The bill would use an additional $32.8 billion in funds from a cigarette tax increase to expand the State Children's Health Insurance Program to cover 4.1 million more children by 2013. The program currently covers about 7 million kids.
Supporters laud the bill's passage as an important victory in a tough week for health care, having come just a day after Tom Daschle withdrew his candidacy for secretary of health and human services amid controversy over his tax payment record.
"This is really a major step forward in terms of kid's coverage," said Cindy Mann, executive director of the Center for Children and Families at Georgetown University's Health Policy Institute. The bill, she said, includes a more efficient funding formula and gives states' incentives to do a better job at both retaining and enrolling children.
Families with incomes of up to three times the federal poverty level would qualify. It also reauthorizes the 12-year-old program, which was scheduled to expire on March 30.
Additionally, it eliminates an earlier provision that barred newly arrived legal immigrants and pregnant women from enrolling for five years.
Critics oppose the bill mostly on ideological levels, arguing that it shifts too many children from private to public insurance. John Goodman, president and CEO of the National Center for Policy Analysis, said that the cigarette tax disproportionately hurts poor people, who are more likely to smoke. He also argues that expanding the number of children in public programs results in lower reimbursement rates for doctors and a higher burden on taxpayers.
"We think this a very bad thing to do," Goodman said. "It will encourage people to drop private insurance and enroll in a public program that in most places pays little better than Medicaid rates to providers ... The more people you put into a public program, the more difficult it becomes."
Mann counters that both private and public insurance are important to health care, and SCHIP has helped fill a gap for those who make too much to qualify for Medicaid but not enough to afford private health insurance.
"And that gap has been widening as everybody knows," Mann said. "The cost of family-based coverage has more than doubled. CHIP is designed to help fill that gap between Medicaid eligibility and private coverage."
Some say the legislation still doesn't do enough. Even with the expansion, it will only cover about 40 to 50 percent of uninsured children.
Irwin Redlener, a Columbia University professor and president of the Children's Health Fund, said the bill an important first step. But, he cautions, it's too soon to start pouring the champagne, particularly in a climate of rising unemployment and financial uncertainty.

+ + + + +

__Exercise aim__
Translate this sentence from the children's health insurance article into Spanish: "The program currently covers about 7 million kids."

+ + + + +

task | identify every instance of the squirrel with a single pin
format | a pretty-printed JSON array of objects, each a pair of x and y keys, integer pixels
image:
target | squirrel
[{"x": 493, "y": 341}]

+ + + + +

__Reply__
El programa cubre actualmente a unos 7 millones de niños.